DATASET CONTENT:
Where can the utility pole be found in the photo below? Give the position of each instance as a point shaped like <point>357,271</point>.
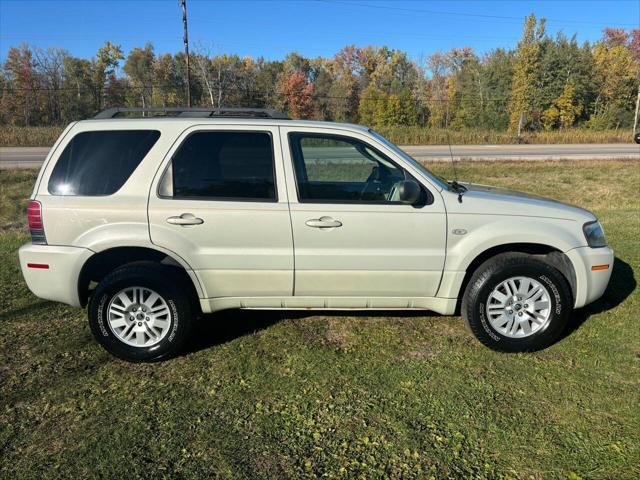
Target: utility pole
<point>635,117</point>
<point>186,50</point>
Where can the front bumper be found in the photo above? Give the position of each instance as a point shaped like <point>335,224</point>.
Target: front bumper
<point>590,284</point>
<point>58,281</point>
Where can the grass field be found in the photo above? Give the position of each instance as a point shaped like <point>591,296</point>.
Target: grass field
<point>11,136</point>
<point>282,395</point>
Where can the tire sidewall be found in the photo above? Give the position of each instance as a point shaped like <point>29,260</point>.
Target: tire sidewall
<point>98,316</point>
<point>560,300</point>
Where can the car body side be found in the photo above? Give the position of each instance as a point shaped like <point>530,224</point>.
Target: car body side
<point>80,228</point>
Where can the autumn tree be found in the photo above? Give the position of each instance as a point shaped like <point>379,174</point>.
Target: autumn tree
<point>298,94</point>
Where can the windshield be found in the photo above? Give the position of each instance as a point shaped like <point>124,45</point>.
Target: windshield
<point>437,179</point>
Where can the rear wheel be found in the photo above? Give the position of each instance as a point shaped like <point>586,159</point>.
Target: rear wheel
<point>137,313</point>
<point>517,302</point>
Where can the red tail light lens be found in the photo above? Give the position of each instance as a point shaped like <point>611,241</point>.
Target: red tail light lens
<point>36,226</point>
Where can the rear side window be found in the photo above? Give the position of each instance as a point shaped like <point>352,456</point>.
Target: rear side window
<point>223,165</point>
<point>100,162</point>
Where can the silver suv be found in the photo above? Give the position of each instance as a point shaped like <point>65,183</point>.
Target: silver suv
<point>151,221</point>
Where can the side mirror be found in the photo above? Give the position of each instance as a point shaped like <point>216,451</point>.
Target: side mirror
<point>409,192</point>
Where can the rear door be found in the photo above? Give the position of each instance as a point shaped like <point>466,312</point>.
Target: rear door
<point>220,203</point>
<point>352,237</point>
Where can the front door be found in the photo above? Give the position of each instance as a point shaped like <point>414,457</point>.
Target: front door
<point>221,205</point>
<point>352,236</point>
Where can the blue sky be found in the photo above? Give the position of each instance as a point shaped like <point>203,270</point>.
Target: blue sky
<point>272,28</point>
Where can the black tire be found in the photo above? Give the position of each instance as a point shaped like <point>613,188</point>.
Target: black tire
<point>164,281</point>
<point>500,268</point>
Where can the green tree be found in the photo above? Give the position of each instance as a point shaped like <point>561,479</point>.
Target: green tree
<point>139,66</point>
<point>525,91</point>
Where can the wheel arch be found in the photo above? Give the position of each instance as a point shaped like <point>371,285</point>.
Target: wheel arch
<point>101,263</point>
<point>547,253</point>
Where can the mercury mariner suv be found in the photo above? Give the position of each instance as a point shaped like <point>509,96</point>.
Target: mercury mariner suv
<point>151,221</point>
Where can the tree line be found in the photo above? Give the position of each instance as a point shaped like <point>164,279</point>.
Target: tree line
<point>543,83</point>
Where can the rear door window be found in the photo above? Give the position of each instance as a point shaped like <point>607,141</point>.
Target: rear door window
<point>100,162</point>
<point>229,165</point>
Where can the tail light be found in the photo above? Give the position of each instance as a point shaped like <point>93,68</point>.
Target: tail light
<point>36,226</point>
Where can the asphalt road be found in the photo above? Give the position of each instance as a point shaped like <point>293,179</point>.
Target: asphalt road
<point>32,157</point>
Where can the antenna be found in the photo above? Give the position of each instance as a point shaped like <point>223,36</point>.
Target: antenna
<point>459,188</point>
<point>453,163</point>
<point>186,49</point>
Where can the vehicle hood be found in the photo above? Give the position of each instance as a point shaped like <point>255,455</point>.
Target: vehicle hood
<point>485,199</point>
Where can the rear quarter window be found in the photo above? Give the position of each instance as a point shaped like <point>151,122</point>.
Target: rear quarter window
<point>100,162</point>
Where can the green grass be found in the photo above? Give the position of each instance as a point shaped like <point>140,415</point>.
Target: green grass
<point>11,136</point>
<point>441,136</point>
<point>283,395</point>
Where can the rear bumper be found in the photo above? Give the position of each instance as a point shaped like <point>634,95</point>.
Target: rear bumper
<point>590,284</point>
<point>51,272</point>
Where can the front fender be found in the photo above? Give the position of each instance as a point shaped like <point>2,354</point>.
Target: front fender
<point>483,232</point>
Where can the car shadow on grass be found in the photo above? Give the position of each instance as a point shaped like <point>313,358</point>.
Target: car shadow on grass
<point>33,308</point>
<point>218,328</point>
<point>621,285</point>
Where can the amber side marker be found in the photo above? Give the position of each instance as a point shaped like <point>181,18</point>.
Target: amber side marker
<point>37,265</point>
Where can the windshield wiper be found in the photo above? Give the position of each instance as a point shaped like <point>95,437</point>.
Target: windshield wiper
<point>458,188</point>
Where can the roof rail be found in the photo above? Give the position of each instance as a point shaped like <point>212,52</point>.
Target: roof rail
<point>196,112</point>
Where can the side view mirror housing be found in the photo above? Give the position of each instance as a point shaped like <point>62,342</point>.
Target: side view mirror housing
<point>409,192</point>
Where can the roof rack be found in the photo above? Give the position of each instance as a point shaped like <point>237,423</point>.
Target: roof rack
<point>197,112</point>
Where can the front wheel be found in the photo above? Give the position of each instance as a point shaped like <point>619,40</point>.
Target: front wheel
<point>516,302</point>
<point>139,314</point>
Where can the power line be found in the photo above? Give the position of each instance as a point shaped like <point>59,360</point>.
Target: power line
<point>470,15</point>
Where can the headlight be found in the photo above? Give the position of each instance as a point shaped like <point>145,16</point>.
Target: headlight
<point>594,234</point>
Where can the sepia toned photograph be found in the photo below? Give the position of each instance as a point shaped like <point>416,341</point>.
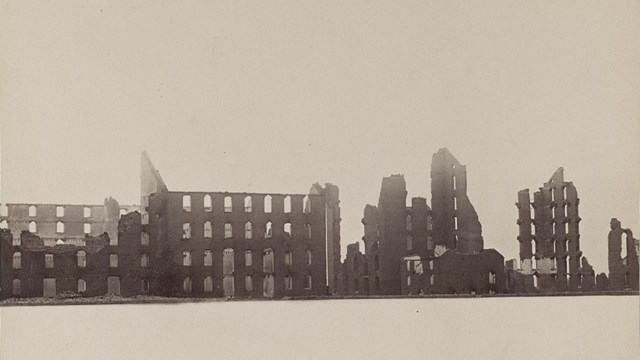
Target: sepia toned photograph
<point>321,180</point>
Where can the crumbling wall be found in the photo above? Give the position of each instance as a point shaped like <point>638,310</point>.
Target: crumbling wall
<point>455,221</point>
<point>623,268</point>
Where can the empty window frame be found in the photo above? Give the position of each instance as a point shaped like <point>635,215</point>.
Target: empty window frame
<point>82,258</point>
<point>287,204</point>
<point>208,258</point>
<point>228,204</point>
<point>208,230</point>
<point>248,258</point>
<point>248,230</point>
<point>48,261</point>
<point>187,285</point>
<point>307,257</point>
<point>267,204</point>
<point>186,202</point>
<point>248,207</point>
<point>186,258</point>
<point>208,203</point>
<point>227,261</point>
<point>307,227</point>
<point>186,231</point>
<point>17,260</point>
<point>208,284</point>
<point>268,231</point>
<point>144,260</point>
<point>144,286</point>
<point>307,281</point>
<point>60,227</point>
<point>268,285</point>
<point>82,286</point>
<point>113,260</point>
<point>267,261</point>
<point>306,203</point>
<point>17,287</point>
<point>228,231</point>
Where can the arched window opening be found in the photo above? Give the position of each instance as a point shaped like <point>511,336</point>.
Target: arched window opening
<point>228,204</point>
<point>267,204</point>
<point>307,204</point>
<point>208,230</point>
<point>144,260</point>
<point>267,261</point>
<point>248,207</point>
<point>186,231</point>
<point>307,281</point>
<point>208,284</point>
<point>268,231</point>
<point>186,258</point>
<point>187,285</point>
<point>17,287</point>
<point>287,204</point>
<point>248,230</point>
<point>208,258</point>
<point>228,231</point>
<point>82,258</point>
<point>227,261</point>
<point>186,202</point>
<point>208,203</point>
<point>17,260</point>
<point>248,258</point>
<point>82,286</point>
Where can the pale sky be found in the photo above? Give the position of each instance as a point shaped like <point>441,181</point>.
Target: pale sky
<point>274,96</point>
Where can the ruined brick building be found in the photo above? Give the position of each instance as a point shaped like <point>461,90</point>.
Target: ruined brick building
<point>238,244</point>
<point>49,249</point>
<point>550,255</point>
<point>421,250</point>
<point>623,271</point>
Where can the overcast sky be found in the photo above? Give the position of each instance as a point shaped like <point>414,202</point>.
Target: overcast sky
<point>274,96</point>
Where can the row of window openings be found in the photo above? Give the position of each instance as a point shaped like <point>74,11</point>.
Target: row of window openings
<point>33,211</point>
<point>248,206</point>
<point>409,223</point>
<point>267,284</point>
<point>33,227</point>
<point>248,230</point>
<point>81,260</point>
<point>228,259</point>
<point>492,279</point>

---

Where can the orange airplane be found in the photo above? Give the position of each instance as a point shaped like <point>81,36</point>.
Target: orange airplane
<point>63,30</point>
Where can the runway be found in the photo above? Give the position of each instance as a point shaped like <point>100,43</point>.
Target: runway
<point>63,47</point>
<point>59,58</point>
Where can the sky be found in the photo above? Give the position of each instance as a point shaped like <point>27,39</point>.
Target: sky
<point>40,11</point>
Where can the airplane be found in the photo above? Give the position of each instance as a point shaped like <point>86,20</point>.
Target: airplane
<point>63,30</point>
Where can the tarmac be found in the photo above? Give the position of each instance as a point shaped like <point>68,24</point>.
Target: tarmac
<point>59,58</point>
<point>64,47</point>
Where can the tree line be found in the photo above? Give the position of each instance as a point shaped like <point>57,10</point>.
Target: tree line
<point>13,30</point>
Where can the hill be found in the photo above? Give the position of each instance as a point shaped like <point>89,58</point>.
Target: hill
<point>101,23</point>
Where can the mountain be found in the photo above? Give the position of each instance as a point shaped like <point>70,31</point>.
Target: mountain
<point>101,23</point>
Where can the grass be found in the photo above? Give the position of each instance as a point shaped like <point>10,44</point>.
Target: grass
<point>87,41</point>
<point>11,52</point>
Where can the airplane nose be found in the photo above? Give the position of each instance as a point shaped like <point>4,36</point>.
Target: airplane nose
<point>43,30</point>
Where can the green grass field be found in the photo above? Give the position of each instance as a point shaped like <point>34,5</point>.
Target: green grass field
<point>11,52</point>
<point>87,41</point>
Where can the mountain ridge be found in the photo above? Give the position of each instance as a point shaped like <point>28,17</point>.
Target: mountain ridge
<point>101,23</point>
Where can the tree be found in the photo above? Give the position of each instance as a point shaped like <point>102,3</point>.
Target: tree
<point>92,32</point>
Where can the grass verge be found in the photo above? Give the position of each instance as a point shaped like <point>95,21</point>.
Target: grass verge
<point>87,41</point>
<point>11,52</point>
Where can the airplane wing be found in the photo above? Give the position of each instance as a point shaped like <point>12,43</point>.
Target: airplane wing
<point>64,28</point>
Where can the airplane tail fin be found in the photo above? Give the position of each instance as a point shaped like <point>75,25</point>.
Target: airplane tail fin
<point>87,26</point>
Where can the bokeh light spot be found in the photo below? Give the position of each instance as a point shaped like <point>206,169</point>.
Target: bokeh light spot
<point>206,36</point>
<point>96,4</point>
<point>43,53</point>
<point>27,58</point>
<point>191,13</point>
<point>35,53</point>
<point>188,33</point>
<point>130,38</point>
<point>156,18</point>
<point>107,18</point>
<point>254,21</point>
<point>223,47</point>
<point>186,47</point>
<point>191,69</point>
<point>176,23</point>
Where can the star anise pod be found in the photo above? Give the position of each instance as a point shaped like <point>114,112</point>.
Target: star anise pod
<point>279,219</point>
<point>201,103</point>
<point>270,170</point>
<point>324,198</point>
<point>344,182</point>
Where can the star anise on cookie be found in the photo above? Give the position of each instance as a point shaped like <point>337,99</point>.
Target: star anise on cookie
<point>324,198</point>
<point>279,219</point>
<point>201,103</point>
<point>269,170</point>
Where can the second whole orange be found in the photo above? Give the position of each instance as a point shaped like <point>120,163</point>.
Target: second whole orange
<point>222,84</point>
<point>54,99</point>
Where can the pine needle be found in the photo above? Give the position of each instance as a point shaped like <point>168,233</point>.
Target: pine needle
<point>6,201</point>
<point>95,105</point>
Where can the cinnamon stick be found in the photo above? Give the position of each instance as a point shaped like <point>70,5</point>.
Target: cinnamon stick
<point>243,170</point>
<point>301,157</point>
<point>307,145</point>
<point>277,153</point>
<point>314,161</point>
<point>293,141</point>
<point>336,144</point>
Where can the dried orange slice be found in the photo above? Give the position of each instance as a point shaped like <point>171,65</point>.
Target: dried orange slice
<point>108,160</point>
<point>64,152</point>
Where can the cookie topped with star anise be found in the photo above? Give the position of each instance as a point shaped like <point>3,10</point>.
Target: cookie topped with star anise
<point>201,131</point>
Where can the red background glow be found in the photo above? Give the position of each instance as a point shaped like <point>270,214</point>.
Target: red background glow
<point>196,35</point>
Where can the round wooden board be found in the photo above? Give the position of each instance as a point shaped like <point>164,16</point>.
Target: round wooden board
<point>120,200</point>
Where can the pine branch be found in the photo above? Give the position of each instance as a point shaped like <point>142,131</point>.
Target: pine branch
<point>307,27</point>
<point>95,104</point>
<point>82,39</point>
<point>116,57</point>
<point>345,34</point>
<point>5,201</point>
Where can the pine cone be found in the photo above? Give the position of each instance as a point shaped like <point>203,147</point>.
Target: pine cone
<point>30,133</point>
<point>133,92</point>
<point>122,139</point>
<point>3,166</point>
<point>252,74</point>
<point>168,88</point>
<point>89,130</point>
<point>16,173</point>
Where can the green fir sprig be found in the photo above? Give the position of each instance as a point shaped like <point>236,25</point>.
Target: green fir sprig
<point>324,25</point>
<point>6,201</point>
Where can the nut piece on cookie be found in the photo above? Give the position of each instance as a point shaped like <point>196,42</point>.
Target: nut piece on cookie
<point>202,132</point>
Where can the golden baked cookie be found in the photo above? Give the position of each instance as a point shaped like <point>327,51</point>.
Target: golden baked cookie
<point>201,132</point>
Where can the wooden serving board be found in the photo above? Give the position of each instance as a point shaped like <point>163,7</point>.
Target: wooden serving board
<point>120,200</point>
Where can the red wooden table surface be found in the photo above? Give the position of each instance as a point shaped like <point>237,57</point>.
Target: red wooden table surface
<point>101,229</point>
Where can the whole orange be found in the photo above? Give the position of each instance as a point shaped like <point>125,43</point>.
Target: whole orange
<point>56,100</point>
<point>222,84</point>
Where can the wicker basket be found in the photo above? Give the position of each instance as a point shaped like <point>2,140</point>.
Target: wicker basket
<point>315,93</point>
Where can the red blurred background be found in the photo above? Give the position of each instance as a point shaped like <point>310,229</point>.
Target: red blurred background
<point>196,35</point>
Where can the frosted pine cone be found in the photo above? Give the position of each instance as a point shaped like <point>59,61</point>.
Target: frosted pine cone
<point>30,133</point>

WHAT YOU NEED TO DO:
Swap "window openings" for "window frames" in the data between the lines holding "Where can the row" and "<point>492,279</point>", inclusive, and give back only those lines with nothing else changed.

SOLUTION TO THIS EXERCISE:
Where can the row of window frames be found in the photo above? Give the position of each instance as a point shaped like <point>74,11</point>.
Target: row of window frames
<point>33,211</point>
<point>248,206</point>
<point>409,223</point>
<point>267,284</point>
<point>33,227</point>
<point>248,230</point>
<point>81,260</point>
<point>228,259</point>
<point>492,279</point>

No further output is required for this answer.